[[ Record excerpts, beginning ]]

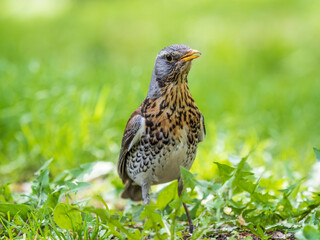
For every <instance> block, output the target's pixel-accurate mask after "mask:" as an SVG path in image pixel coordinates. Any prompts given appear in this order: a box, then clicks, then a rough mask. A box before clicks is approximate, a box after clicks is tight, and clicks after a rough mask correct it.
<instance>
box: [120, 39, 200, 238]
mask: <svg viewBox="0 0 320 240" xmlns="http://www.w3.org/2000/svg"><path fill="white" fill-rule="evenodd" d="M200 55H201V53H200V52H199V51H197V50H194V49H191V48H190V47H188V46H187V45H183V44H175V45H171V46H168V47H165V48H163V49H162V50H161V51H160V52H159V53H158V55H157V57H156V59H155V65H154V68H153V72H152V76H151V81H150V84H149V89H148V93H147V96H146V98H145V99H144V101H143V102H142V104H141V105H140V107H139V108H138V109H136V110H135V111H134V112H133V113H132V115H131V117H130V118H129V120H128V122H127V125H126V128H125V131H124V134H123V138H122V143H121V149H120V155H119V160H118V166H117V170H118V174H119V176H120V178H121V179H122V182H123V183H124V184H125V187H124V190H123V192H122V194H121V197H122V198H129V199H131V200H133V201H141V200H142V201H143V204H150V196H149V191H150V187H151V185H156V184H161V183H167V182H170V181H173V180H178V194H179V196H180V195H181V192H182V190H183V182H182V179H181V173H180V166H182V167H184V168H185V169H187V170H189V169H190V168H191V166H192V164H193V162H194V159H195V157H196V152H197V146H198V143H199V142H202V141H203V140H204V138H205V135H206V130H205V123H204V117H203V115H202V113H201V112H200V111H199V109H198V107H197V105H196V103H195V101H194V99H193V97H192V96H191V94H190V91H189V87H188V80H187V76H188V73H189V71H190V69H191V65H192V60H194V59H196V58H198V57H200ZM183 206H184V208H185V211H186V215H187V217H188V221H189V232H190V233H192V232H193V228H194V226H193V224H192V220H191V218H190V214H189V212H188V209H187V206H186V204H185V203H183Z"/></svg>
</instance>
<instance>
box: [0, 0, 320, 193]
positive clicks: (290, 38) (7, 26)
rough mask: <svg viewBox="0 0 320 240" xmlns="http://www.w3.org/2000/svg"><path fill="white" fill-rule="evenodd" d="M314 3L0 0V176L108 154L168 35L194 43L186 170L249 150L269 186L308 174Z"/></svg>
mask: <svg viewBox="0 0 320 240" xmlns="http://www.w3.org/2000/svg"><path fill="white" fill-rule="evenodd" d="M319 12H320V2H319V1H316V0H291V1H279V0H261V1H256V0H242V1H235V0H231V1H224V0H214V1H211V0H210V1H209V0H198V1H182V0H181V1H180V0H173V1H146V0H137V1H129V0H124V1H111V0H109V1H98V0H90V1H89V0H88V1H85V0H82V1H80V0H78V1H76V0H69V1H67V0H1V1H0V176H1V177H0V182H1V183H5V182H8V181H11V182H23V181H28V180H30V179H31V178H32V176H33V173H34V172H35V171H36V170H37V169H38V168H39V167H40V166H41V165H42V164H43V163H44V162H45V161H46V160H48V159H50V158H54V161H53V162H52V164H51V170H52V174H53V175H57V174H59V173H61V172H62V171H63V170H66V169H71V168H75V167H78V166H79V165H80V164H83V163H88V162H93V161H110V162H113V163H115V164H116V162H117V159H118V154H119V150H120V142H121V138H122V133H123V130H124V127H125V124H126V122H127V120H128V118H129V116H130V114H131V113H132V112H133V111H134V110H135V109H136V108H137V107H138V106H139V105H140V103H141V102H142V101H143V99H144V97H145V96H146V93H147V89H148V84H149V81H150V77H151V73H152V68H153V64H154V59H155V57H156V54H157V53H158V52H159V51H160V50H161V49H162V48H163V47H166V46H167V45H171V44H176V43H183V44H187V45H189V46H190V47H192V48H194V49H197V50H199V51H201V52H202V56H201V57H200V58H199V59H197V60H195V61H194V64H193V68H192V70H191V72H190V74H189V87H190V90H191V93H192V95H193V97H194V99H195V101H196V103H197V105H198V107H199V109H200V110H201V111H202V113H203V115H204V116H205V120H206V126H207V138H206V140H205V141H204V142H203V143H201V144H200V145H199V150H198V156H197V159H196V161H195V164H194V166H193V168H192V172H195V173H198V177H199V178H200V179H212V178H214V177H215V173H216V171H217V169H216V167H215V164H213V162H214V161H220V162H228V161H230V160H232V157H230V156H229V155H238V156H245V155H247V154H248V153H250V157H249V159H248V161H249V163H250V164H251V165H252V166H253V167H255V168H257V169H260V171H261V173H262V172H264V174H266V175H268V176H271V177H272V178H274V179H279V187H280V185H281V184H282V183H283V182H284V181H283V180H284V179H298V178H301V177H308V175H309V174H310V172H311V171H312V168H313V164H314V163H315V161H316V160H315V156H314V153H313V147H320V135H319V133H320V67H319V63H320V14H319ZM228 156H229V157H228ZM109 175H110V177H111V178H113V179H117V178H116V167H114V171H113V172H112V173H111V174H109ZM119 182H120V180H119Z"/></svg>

[[ Record excerpts, end ]]
[[ Record excerpts, beginning ]]

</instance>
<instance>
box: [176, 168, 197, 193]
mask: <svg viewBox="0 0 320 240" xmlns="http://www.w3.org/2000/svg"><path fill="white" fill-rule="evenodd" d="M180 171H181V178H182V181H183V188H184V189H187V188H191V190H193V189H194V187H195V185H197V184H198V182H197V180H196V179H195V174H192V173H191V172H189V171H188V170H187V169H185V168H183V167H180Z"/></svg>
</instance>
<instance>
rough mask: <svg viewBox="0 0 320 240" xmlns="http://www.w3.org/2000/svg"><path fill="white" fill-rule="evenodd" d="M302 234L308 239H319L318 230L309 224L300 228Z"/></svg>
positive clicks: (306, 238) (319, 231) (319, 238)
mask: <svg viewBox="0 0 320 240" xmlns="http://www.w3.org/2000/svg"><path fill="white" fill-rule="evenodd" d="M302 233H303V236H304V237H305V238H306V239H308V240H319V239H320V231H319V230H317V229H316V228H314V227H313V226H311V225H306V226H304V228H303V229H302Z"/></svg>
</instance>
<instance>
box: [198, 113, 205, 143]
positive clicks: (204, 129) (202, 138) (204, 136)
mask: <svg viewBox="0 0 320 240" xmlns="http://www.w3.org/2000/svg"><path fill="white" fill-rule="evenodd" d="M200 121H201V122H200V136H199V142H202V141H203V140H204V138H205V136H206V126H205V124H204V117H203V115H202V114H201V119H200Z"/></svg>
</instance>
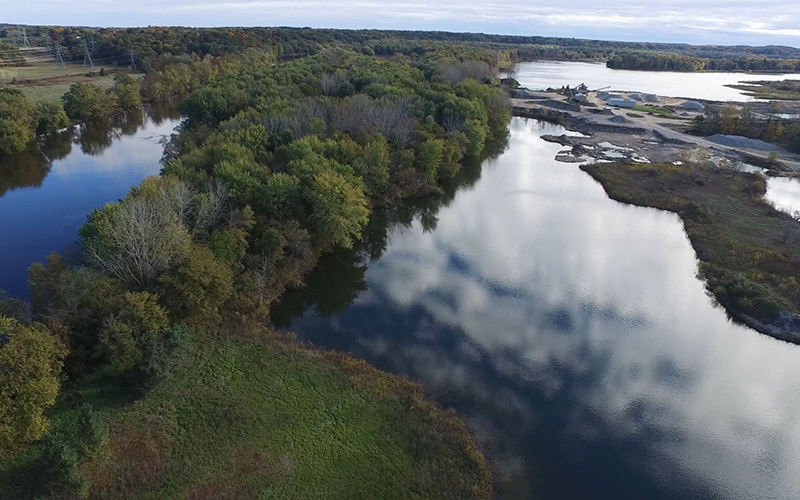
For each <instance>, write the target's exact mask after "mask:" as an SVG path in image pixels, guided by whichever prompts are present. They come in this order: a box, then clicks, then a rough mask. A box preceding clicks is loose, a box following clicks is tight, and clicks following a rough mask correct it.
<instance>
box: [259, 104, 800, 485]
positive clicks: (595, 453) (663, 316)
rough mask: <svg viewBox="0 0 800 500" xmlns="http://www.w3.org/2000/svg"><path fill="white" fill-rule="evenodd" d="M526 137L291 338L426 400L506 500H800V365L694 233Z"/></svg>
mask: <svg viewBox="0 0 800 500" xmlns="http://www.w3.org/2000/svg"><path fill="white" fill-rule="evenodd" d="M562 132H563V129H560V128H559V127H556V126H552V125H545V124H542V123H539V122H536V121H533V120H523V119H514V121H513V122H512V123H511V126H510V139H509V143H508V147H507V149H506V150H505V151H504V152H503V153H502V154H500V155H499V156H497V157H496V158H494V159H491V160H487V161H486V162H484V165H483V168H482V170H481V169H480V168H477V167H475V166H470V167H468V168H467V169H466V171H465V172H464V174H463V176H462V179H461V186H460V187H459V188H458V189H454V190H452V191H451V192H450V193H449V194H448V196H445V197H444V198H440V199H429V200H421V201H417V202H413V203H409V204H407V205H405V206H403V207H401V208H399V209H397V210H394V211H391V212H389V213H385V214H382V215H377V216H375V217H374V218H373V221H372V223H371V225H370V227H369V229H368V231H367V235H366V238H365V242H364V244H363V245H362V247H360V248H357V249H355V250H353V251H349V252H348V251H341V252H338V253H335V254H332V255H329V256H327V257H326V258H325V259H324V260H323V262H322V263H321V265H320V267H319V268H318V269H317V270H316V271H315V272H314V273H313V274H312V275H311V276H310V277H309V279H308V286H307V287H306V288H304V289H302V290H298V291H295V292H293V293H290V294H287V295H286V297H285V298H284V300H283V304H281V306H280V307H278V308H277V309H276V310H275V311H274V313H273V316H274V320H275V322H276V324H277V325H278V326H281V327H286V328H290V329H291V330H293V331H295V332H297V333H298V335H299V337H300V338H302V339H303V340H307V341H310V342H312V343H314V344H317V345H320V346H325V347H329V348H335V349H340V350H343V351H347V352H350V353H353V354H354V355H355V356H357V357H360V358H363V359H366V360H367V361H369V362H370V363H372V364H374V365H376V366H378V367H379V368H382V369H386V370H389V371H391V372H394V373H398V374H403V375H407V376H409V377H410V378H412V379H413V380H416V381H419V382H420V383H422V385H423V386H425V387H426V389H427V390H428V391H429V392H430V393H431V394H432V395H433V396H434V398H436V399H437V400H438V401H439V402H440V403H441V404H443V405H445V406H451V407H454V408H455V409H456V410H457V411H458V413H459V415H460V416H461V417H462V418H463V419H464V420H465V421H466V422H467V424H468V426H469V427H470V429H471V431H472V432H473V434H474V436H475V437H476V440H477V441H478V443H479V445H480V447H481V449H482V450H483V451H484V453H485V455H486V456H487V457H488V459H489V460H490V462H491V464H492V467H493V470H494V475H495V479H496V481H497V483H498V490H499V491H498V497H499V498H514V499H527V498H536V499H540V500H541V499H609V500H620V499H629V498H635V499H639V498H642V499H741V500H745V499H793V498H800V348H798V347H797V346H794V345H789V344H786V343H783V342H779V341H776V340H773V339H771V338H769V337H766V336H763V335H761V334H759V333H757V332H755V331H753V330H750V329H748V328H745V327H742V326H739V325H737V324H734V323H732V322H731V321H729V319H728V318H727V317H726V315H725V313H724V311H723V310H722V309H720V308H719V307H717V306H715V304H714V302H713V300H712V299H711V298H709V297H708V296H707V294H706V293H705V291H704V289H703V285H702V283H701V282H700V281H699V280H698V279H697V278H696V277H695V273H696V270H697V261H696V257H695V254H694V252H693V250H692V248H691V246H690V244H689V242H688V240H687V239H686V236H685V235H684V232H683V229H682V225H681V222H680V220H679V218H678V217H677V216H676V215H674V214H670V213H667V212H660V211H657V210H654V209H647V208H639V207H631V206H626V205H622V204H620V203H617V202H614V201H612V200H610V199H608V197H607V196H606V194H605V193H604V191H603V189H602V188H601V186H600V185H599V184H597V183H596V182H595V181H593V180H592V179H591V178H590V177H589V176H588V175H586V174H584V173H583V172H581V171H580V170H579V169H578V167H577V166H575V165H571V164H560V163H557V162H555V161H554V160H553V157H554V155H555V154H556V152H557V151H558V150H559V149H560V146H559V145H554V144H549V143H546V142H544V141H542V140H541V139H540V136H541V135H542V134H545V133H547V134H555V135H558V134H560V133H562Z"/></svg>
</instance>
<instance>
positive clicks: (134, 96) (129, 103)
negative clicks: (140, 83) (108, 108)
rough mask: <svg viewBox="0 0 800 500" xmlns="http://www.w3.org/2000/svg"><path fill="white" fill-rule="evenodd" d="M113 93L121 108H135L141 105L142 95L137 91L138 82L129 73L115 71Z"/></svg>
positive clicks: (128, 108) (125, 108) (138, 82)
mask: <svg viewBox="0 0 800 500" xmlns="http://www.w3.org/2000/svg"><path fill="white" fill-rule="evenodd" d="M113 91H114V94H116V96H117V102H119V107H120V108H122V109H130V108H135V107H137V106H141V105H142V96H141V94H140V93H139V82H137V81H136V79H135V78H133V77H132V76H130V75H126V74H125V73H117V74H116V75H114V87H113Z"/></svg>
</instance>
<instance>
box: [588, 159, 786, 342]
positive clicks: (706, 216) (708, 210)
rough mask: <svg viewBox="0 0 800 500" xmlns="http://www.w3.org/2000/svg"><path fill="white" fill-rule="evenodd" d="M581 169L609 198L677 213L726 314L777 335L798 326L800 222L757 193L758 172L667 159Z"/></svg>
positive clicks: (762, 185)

[[ Record excerpts, end ]]
[[ Record excerpts, beginning ]]

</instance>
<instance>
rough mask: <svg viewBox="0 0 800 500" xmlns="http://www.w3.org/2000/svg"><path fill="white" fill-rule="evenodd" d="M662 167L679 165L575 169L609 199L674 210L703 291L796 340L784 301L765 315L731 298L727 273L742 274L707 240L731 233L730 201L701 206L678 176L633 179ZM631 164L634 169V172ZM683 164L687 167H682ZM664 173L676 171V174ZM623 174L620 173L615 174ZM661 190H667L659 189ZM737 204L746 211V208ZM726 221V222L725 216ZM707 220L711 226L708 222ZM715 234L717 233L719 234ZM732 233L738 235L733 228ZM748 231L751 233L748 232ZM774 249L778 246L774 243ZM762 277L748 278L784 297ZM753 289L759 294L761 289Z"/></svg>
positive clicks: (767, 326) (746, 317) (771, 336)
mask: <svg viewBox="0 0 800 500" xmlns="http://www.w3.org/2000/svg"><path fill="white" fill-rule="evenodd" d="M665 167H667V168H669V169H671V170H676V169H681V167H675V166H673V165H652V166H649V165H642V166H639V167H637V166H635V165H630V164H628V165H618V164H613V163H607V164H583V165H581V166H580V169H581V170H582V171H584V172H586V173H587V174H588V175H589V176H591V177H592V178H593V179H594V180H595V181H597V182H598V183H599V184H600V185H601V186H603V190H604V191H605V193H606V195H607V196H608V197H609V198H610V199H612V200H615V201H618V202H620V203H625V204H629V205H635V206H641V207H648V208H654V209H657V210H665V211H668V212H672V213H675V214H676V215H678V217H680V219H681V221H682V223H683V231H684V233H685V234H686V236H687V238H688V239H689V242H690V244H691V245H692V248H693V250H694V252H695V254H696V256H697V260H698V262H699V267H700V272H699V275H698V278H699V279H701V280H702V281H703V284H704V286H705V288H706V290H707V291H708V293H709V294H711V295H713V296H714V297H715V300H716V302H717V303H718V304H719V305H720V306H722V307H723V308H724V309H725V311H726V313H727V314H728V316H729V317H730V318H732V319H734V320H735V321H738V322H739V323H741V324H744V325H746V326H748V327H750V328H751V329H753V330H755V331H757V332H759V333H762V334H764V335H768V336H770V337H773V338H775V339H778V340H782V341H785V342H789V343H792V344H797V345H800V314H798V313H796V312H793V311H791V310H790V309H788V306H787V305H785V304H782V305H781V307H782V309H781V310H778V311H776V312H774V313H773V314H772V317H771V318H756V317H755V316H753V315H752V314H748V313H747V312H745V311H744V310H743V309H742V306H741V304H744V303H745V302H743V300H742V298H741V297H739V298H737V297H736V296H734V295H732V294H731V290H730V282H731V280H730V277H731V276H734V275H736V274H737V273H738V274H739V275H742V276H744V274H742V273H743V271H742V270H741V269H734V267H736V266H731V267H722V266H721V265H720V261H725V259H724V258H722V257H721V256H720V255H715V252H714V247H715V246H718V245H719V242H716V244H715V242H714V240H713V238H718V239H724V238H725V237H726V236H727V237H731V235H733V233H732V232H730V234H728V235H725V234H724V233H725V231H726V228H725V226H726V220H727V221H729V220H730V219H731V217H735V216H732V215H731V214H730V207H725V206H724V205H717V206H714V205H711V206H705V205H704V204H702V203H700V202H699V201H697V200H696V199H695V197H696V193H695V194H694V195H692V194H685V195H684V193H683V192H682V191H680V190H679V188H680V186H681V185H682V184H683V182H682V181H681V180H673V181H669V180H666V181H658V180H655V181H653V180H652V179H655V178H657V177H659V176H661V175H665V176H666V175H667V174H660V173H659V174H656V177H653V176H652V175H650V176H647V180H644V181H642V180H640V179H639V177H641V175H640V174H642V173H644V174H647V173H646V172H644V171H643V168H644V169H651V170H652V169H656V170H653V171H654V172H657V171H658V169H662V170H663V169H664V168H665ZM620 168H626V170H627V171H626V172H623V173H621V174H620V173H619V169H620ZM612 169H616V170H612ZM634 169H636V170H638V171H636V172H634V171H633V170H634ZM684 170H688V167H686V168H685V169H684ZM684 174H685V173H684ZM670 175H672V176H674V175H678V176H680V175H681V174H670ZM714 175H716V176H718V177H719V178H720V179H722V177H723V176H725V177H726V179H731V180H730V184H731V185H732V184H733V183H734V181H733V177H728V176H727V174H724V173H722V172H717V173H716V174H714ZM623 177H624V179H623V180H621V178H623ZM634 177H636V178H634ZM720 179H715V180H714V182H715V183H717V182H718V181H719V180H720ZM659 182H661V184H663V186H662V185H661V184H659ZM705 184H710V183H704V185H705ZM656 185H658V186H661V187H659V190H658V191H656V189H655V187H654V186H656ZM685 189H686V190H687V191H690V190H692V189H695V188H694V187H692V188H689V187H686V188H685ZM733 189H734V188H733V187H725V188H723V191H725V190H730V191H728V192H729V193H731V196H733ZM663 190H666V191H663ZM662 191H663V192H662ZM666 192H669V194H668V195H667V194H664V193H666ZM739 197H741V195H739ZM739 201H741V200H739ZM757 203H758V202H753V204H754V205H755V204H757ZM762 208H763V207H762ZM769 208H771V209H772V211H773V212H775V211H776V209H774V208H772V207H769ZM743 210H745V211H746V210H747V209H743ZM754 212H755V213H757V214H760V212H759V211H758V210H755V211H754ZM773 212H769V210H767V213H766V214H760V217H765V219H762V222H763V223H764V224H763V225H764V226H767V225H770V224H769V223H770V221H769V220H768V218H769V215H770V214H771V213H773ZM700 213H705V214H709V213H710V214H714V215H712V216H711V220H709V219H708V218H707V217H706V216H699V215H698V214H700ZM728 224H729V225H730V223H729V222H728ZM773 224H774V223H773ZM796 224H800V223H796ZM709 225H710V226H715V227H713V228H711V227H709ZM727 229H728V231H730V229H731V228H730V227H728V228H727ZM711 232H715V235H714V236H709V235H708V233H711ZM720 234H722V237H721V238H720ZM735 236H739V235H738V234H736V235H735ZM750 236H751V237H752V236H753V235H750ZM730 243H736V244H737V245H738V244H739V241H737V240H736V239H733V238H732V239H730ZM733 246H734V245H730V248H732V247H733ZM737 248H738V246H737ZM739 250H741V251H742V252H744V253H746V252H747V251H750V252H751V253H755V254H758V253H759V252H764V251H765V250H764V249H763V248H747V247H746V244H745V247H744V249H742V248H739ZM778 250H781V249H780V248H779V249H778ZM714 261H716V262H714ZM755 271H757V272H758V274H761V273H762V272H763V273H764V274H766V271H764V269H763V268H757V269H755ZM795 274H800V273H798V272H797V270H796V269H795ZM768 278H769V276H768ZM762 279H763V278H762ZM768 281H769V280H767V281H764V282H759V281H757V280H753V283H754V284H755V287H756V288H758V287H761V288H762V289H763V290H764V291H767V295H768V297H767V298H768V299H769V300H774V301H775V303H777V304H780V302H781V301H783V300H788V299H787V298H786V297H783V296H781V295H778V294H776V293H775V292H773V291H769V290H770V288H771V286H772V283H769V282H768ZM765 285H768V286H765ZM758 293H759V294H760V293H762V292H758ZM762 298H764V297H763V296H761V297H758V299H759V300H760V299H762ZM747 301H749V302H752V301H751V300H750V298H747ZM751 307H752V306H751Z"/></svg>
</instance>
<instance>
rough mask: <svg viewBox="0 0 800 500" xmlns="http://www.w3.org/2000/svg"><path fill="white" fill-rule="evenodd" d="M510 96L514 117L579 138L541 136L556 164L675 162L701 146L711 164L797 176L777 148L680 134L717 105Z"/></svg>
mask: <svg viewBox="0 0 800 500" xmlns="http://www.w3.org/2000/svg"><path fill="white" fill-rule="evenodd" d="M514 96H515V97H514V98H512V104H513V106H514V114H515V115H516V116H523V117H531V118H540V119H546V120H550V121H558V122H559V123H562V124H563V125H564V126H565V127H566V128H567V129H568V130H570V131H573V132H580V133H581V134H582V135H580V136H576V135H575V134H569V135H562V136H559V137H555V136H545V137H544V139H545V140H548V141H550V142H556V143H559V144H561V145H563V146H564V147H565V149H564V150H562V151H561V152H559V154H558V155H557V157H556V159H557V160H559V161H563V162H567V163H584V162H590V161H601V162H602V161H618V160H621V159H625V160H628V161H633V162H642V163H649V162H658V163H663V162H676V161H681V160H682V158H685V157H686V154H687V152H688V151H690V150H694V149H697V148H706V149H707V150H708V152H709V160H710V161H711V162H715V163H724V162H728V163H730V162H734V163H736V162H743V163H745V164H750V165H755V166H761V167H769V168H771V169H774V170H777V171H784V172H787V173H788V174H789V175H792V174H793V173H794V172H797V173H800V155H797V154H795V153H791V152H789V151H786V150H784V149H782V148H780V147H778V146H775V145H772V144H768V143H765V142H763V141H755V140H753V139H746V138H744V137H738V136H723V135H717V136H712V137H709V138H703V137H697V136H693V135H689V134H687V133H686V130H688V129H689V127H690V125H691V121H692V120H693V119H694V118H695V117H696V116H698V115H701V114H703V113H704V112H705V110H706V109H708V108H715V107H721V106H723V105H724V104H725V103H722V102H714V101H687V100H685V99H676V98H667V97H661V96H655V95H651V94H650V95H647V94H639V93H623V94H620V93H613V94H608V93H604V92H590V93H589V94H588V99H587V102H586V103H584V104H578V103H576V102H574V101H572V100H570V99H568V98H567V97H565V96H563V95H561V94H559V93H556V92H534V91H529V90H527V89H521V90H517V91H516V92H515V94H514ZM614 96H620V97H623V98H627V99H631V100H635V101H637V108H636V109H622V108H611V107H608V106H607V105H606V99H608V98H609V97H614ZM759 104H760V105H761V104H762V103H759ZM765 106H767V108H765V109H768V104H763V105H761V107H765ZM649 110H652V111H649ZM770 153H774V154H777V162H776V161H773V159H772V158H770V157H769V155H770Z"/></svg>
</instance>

[[ Record excerpts, end ]]

§ Task to carry out:
Filter the records above, keeping every line that contains the word "image".

§ The answer:
For every <instance> block, output the target's pixel-accurate mask after "mask:" as an SVG path in image pixel coordinates. Any prompts given appear in this order: a box, then clicks, then a rough mask. A box before clicks is approximate, a box after clicks is tight, and clicks after a rough mask correct it.
For each <instance>, write the target's exact mask after "mask:" as an SVG path in image pixels, guided by whichever prompts are present. They come in this order: a box, then clicks, then a rough mask. A box preceding clicks is loose, a box following clicks is tight, and clicks following a rough mask correct it.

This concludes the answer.